◆ Task details:
Every line from the one containing "[locate] rigging wire" to the one containing "[locate] pilot's raised" in the records below, both included, must be set down exactly, and no other line.
═══ Supplied records
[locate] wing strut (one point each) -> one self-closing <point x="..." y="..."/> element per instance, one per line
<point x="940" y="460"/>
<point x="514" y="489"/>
══════
═══ Supplied records
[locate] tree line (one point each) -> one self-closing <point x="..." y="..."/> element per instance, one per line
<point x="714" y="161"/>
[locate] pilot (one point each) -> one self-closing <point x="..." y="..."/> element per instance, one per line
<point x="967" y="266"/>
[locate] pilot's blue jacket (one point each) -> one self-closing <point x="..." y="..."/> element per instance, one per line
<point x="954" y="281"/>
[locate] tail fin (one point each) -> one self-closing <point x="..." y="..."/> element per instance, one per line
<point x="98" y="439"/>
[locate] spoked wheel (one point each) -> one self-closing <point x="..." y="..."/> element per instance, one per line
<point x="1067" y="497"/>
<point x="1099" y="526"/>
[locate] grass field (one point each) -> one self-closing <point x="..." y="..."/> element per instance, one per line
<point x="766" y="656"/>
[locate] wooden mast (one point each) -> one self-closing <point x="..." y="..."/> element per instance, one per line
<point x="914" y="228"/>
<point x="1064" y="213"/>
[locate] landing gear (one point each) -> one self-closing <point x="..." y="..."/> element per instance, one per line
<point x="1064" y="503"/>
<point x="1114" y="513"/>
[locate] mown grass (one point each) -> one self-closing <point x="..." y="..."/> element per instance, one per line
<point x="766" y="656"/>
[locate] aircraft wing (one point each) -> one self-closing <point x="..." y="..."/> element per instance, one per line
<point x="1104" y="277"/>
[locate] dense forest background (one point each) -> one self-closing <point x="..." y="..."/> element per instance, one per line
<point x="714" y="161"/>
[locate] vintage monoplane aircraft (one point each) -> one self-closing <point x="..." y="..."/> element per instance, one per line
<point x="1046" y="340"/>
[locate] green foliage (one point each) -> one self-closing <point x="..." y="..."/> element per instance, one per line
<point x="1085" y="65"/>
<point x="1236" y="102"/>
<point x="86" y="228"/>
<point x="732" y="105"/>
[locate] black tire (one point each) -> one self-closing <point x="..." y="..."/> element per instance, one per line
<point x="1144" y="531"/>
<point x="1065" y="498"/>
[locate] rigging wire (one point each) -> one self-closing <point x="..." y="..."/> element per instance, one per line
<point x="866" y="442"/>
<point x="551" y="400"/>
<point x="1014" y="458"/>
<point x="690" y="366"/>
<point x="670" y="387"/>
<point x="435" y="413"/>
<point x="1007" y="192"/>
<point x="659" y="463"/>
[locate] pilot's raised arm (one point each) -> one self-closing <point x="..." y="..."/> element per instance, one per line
══════
═══ Supplied records
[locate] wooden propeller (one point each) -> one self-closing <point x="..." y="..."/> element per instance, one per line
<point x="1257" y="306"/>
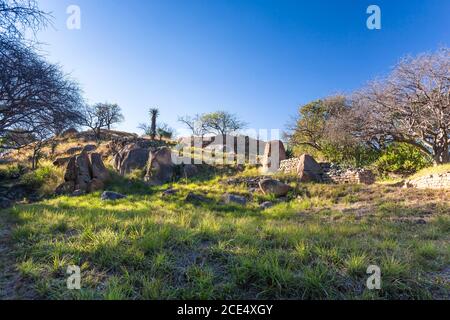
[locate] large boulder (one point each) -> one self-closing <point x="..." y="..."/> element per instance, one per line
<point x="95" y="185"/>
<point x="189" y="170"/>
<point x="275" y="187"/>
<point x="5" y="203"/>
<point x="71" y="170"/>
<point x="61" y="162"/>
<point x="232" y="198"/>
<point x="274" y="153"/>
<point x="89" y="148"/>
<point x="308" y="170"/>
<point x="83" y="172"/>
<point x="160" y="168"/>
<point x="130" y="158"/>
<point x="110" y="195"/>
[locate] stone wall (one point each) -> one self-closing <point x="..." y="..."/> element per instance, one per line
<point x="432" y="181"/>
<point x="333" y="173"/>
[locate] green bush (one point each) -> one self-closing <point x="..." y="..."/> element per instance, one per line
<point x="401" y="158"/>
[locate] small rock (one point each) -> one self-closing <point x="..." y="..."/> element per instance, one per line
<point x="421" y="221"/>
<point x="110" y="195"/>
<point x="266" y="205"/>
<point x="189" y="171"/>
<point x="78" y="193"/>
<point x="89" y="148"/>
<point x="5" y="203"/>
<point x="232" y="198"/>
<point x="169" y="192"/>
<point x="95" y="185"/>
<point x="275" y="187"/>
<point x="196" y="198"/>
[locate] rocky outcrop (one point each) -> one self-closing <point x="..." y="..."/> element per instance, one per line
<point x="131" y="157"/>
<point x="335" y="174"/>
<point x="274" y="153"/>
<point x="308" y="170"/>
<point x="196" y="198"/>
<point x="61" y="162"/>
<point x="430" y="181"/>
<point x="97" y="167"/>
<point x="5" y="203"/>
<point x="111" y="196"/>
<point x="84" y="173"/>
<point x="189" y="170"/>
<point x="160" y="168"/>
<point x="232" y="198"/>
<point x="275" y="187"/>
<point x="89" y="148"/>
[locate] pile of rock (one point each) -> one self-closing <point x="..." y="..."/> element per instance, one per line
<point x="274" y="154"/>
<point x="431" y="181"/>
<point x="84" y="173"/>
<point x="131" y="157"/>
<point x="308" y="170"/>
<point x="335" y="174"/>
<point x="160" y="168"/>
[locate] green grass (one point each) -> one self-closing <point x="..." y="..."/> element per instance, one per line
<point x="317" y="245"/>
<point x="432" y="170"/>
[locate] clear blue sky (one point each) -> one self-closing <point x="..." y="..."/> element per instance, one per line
══════
◆ Result of the task:
[locate] rigging wire (one point each) -> one self-closing <point x="..." y="..."/> element per instance, one per line
<point x="866" y="442"/>
<point x="551" y="400"/>
<point x="1014" y="458"/>
<point x="690" y="366"/>
<point x="670" y="387"/>
<point x="435" y="413"/>
<point x="1007" y="192"/>
<point x="659" y="463"/>
[locate] pilot's raised arm (one point each) -> one self-closing <point x="..." y="..."/> element per instance, one per line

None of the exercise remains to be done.